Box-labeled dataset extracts
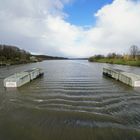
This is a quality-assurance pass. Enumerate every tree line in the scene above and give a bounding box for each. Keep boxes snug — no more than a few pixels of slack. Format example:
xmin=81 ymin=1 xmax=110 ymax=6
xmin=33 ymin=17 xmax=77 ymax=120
xmin=0 ymin=44 xmax=31 ymax=63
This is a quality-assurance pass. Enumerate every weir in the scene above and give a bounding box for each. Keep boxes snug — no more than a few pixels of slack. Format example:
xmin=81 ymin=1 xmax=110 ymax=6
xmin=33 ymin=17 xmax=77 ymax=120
xmin=103 ymin=67 xmax=140 ymax=87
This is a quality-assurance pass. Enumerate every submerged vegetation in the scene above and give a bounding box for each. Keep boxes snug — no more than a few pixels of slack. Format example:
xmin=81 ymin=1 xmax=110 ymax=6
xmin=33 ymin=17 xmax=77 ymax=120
xmin=88 ymin=45 xmax=140 ymax=66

- _REQUEST_
Recast all of the data above as a two-column CSV with the headers text and answer, giving one row for each text and its answer. Quote every field, replace line breaks with spaces, and leave the pictures out.

- _OUTPUT BELOW_
text,answer
"This is a quality-assurance pass. Enumerate every tree line in the scene above and give a bounding box for each. Keep boxes snug — no more than a few pixels of slack. Format example: xmin=81 ymin=1 xmax=110 ymax=6 xmin=33 ymin=17 xmax=77 ymax=120","xmin=0 ymin=44 xmax=31 ymax=63"
"This is a quality-assurance pass. Enumerate every weir in the scene above and give a bounding box for each. Keep boxes snug — no more than a few pixels of slack. Format example: xmin=81 ymin=1 xmax=110 ymax=6 xmin=33 ymin=17 xmax=77 ymax=120","xmin=103 ymin=67 xmax=140 ymax=87"
"This is a quality-assurance pass. Enumerate every submerged vegetation in the scene above and give a bounding box for each. Keep boxes snug — no more than a few pixels of slack. Format example: xmin=81 ymin=1 xmax=110 ymax=6 xmin=33 ymin=17 xmax=77 ymax=120","xmin=88 ymin=45 xmax=140 ymax=66"